Point-per-instance localization data:
□ □ □
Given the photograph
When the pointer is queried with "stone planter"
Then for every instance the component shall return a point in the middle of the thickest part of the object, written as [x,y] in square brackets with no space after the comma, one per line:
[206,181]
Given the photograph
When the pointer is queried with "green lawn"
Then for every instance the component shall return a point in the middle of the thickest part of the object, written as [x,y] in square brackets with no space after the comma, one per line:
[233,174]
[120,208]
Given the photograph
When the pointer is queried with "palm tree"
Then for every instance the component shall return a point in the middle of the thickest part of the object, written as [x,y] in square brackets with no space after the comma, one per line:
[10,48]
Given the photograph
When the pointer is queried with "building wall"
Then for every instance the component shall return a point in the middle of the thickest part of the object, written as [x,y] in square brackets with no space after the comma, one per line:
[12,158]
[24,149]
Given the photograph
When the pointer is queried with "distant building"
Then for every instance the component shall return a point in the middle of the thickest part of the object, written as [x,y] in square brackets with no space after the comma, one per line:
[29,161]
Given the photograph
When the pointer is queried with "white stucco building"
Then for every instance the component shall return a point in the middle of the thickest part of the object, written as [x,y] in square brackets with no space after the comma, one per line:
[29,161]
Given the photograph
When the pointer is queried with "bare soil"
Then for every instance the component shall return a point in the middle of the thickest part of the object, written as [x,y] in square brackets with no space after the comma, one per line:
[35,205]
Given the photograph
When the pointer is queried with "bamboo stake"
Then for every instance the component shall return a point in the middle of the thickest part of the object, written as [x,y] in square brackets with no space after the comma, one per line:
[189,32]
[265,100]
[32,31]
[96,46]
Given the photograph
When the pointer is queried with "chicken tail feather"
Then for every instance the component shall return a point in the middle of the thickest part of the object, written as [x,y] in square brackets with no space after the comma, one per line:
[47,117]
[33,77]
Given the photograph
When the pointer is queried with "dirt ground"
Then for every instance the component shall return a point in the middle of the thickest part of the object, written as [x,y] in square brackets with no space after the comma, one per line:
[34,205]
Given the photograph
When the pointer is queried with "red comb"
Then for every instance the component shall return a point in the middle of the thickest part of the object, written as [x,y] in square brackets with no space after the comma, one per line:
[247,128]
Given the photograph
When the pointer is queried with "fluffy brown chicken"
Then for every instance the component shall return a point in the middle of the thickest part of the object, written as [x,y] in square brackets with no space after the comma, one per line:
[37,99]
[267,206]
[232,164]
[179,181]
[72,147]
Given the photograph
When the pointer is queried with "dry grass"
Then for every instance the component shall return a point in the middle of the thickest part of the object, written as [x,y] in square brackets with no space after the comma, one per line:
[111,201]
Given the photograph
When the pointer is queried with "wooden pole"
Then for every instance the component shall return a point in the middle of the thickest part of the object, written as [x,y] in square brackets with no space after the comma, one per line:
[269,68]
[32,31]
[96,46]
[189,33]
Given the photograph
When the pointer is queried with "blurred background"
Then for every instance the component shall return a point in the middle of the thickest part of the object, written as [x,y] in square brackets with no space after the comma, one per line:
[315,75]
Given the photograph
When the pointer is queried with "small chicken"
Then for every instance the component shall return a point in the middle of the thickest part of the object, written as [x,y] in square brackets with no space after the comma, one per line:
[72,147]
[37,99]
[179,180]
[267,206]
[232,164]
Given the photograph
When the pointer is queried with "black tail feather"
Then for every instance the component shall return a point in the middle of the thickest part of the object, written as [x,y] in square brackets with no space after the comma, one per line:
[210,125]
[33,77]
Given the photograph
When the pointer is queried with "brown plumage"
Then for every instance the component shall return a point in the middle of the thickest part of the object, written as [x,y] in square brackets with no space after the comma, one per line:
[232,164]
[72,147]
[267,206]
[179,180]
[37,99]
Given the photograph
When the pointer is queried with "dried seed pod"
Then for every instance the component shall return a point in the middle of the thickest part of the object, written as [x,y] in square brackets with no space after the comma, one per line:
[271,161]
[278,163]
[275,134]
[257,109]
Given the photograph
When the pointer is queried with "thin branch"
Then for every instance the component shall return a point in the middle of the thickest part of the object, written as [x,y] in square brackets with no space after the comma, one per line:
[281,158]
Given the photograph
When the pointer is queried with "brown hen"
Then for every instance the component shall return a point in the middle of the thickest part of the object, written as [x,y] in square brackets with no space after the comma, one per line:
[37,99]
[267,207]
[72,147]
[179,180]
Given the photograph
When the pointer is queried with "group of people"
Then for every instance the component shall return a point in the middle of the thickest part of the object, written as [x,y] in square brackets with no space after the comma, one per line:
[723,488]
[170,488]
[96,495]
□ □ □
» **How to complete this task**: Copy every line from the data that includes the string "building".

» **Response**:
When the pointer is queried with "building wall"
When the pointer is queried with "distant building"
When the pointer is queried with "white stucco building"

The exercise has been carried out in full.